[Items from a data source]
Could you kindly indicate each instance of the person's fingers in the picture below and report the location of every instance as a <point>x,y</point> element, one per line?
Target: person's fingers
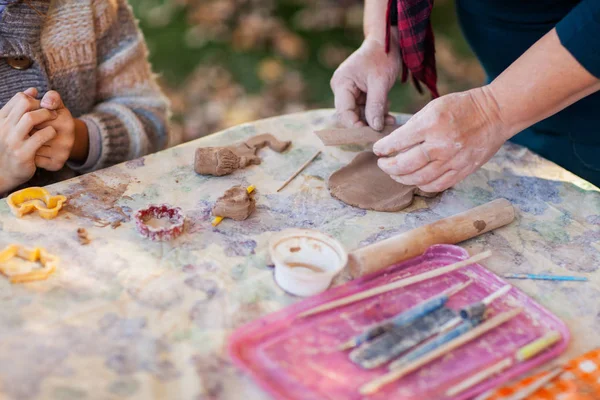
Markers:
<point>33,144</point>
<point>34,118</point>
<point>405,163</point>
<point>20,104</point>
<point>52,100</point>
<point>375,108</point>
<point>44,163</point>
<point>447,180</point>
<point>425,175</point>
<point>44,151</point>
<point>346,93</point>
<point>401,139</point>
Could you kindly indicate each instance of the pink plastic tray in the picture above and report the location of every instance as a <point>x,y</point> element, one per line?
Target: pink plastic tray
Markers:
<point>298,358</point>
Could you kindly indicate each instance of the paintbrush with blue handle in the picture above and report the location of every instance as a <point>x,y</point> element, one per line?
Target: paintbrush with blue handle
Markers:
<point>405,317</point>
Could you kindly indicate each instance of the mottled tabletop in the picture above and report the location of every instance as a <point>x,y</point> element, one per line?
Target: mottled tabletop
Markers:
<point>127,318</point>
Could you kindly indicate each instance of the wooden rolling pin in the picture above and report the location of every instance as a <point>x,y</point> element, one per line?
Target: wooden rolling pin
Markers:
<point>451,230</point>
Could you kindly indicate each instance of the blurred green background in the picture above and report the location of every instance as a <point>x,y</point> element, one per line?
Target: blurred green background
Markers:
<point>225,62</point>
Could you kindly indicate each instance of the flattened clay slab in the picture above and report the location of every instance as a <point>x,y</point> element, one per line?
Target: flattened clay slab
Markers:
<point>219,161</point>
<point>364,185</point>
<point>363,135</point>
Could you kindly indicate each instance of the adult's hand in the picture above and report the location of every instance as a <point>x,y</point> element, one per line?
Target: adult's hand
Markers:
<point>446,141</point>
<point>361,85</point>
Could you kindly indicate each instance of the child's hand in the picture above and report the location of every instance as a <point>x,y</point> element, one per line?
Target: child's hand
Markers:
<point>19,142</point>
<point>54,154</point>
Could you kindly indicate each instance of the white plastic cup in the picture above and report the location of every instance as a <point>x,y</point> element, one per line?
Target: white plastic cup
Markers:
<point>306,261</point>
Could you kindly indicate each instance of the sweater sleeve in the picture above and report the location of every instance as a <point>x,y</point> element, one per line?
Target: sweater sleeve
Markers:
<point>579,33</point>
<point>130,118</point>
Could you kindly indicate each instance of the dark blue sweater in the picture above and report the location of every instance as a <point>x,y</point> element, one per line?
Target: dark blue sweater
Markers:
<point>499,31</point>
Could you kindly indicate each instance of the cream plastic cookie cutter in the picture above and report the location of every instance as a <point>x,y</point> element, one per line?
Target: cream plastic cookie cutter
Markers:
<point>306,261</point>
<point>31,199</point>
<point>20,273</point>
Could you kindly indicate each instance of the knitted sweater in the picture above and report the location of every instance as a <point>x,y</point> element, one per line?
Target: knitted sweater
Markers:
<point>93,54</point>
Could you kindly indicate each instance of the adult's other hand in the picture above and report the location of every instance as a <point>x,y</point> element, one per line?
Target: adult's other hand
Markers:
<point>446,141</point>
<point>361,85</point>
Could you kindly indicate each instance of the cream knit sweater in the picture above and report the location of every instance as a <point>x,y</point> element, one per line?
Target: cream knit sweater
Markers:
<point>93,54</point>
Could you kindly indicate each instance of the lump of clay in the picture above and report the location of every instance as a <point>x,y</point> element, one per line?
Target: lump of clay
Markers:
<point>236,204</point>
<point>219,161</point>
<point>364,185</point>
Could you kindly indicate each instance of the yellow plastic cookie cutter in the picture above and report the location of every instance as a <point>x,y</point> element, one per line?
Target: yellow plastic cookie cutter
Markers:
<point>35,198</point>
<point>18,272</point>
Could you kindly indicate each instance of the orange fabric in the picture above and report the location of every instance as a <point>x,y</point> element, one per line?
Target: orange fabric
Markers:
<point>579,381</point>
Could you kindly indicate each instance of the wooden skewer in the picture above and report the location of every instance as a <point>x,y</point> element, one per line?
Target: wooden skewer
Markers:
<point>295,174</point>
<point>392,376</point>
<point>395,285</point>
<point>537,385</point>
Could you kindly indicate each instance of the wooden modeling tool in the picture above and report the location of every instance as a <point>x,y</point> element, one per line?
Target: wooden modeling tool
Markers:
<point>217,220</point>
<point>479,307</point>
<point>392,376</point>
<point>302,167</point>
<point>395,285</point>
<point>547,277</point>
<point>449,230</point>
<point>406,317</point>
<point>525,353</point>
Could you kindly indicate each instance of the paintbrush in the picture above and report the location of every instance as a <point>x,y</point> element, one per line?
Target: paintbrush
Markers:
<point>396,341</point>
<point>394,285</point>
<point>470,317</point>
<point>406,317</point>
<point>525,353</point>
<point>392,376</point>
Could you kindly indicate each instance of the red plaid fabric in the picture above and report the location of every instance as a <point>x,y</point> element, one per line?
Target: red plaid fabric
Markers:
<point>415,37</point>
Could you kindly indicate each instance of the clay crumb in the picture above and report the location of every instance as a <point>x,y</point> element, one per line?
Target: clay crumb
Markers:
<point>82,235</point>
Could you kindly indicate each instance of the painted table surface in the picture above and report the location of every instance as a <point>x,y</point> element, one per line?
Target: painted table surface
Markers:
<point>126,318</point>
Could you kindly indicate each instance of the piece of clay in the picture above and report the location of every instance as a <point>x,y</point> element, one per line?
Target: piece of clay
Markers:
<point>219,161</point>
<point>364,185</point>
<point>363,135</point>
<point>236,204</point>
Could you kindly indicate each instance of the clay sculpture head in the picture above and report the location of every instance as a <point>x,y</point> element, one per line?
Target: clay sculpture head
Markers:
<point>217,161</point>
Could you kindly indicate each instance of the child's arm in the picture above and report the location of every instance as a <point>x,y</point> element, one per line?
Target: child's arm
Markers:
<point>131,114</point>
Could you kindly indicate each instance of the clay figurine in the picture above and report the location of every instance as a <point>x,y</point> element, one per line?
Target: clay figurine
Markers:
<point>236,203</point>
<point>219,161</point>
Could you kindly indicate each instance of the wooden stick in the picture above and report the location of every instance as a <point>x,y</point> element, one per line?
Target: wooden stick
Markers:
<point>479,377</point>
<point>295,174</point>
<point>395,285</point>
<point>392,376</point>
<point>537,385</point>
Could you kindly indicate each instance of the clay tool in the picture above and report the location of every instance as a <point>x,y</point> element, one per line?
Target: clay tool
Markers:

* GIVEN INSTRUCTION *
Reproduce exactly the lines from the one with "Could you kindly indicate each instance of the child's arm" through the end of the entries above, both ends included.

* ANSWER TO THE TASK *
Could you kindly indicate each instance of the child's arm in the picture above and report the location of every instance as a <point>x,y</point> element, one per line?
Target: child's arm
Markers:
<point>131,114</point>
Could you kindly indicate each instance of the clay figurine in the picture above and report the location of every instance as a <point>x,y</point> element, one per line?
Target: clay figurine
Markers:
<point>236,203</point>
<point>219,161</point>
Could you kindly indicate each instance of the wooden stick in the picture above and report the location of every instance as a <point>x,y</point> element, one per line?
Target: wooden stick
Markers:
<point>479,377</point>
<point>295,174</point>
<point>395,285</point>
<point>392,376</point>
<point>537,385</point>
Could you kindly indicate each instance of the clay tool in the picture above and report the location of every instance as a <point>x,y</point> element, one per line?
Target: clay tool
Markers:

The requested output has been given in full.